In full and without alteration, write out the lines below.

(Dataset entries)
================================

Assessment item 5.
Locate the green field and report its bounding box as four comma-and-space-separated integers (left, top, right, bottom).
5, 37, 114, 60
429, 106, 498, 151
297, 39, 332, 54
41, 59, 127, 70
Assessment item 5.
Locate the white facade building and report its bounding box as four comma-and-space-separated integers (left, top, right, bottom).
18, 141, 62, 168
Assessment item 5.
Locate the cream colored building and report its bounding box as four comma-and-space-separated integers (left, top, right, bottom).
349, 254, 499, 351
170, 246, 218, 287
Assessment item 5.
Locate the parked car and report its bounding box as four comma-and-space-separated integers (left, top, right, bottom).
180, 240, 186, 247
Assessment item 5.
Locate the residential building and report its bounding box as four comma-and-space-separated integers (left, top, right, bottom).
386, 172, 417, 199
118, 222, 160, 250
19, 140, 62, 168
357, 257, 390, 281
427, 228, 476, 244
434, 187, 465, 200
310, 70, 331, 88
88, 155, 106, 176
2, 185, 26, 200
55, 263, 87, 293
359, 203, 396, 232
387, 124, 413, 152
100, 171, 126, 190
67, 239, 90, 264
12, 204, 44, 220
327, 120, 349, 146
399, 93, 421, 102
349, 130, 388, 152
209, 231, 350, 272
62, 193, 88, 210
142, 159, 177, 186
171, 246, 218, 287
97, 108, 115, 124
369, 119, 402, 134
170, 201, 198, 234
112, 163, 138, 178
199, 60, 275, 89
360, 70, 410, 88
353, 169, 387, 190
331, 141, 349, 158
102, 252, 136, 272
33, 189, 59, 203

================================

_WRITTEN SOLUTION_
Assessment item 5.
Locate the green field and report its bounding box as four comma-and-space-separated integers (left, top, right, bottom).
5, 37, 114, 60
429, 106, 498, 151
297, 39, 332, 54
41, 59, 127, 70
Assessment item 5.
Locate the white facade building and report its bounding box as four comma-and-space-separated integers (left, top, right, bottom).
18, 141, 62, 168
Assessment item 5.
Locate the cream colored building and report its bounding box as four comma-and-space-separated integers (left, top, right, bottom).
349, 254, 499, 351
170, 246, 218, 287
Assessment item 5.
Locate the parked car and report its bounding box as four comma-and-space-separated integers (left, top, right, bottom).
180, 240, 186, 247
Assessment item 5.
Locate the residential building and report its bounding box as four comma-and-space-separated integers (left, top, right, bottom).
386, 172, 417, 199
118, 222, 160, 250
19, 140, 62, 168
357, 257, 390, 281
427, 228, 476, 244
434, 187, 465, 200
310, 70, 331, 88
88, 155, 106, 176
2, 185, 26, 200
55, 263, 87, 293
359, 203, 396, 232
387, 124, 413, 152
100, 171, 126, 190
67, 239, 90, 264
12, 204, 44, 220
327, 120, 349, 146
399, 93, 421, 102
349, 130, 388, 152
209, 231, 350, 272
62, 193, 88, 210
142, 159, 177, 186
171, 246, 218, 287
97, 108, 115, 124
369, 119, 402, 134
170, 201, 198, 234
112, 163, 138, 178
199, 60, 275, 89
360, 70, 410, 88
353, 169, 387, 190
331, 141, 349, 158
102, 252, 136, 272
33, 189, 59, 203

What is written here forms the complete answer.